Rows from a pointing dataset
= = =
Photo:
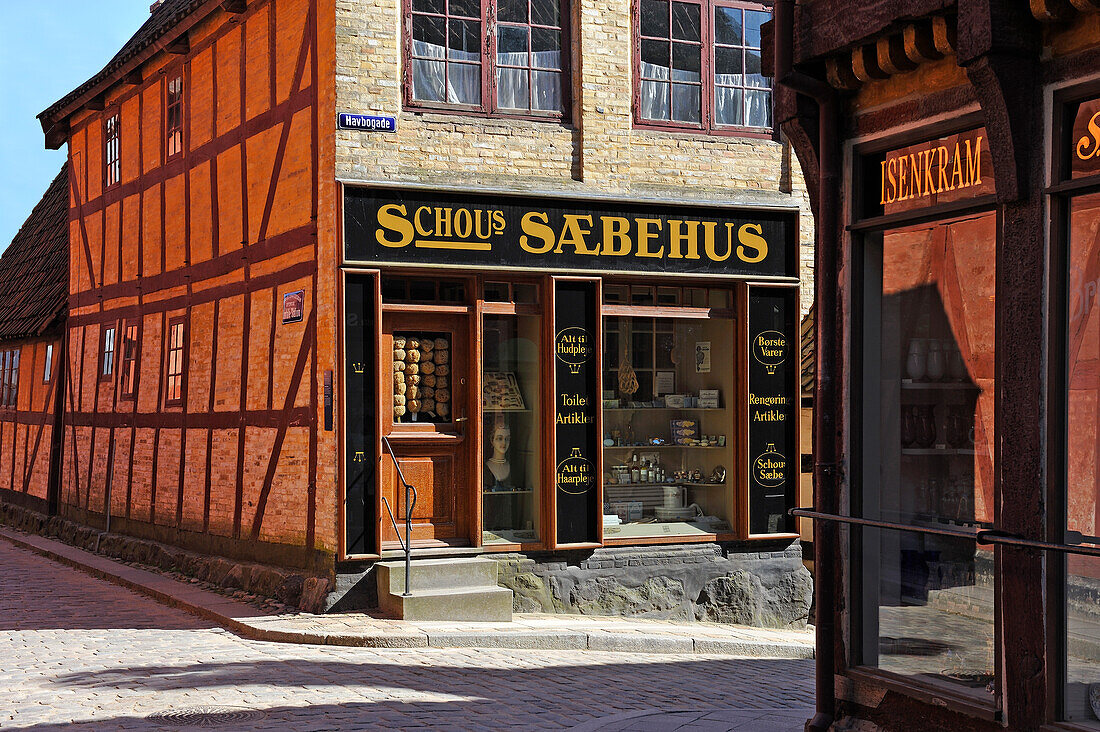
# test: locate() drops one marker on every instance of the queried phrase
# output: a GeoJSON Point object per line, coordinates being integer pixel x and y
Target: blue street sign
{"type": "Point", "coordinates": [366, 122]}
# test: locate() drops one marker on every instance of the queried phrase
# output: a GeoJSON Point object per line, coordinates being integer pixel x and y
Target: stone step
{"type": "Point", "coordinates": [429, 575]}
{"type": "Point", "coordinates": [469, 604]}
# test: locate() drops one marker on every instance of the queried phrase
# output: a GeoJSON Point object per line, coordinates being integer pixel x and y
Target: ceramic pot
{"type": "Point", "coordinates": [916, 361]}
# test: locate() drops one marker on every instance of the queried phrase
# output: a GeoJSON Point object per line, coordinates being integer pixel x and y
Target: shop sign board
{"type": "Point", "coordinates": [576, 374]}
{"type": "Point", "coordinates": [404, 227]}
{"type": "Point", "coordinates": [366, 122]}
{"type": "Point", "coordinates": [950, 168]}
{"type": "Point", "coordinates": [1085, 140]}
{"type": "Point", "coordinates": [773, 363]}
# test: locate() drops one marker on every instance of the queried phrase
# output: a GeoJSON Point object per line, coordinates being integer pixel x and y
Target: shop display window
{"type": "Point", "coordinates": [927, 432]}
{"type": "Point", "coordinates": [422, 378]}
{"type": "Point", "coordinates": [1081, 670]}
{"type": "Point", "coordinates": [512, 428]}
{"type": "Point", "coordinates": [668, 389]}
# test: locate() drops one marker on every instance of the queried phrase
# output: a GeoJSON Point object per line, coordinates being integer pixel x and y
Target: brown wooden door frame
{"type": "Point", "coordinates": [437, 459]}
= = =
EXERCISE TASK
Reproduce all of the rows above line for line, without any changes, and leave out the pictures.

OUTPUT OF THE TASK
Photo:
# test: locate() drops one marker on every instance of the queried phrase
# output: a GeoJSON Point object per line, coordinates being integer pixel x and y
Target: blue street sign
{"type": "Point", "coordinates": [366, 122]}
# test: locate() drops one marker on every instance of the queried phrase
# output: a GeoJSON Point object per line, coordinates being integer pixel x and y
Target: stone step
{"type": "Point", "coordinates": [429, 575]}
{"type": "Point", "coordinates": [469, 604]}
# test: locate() drops one marker on every instance of the queried phrase
# output: a GeoJSON Point object per line, coordinates being integer pixel x and y
Target: ceramic pot
{"type": "Point", "coordinates": [916, 361]}
# test: locate() drops one marker on every instance of the queried phrase
# output: a GeoJSON Point object per line, coordinates being integer pixel x and y
Target: shop sign board
{"type": "Point", "coordinates": [576, 374]}
{"type": "Point", "coordinates": [404, 227]}
{"type": "Point", "coordinates": [366, 122]}
{"type": "Point", "coordinates": [950, 168]}
{"type": "Point", "coordinates": [1085, 140]}
{"type": "Point", "coordinates": [773, 363]}
# test: locate() drops one marker on every instance of the queried phrase
# output: a GeoJSON Point object per line, coordinates being integer pixel x and y
Target: shop display window
{"type": "Point", "coordinates": [927, 432]}
{"type": "Point", "coordinates": [422, 378]}
{"type": "Point", "coordinates": [1081, 670]}
{"type": "Point", "coordinates": [512, 428]}
{"type": "Point", "coordinates": [668, 389]}
# test: locate() drops one marker on every instance of the queried phrase
# output: a GeoJSON Point object per line, coordinates being integer pixel x and y
Target: brown wooden door frame
{"type": "Point", "coordinates": [437, 459]}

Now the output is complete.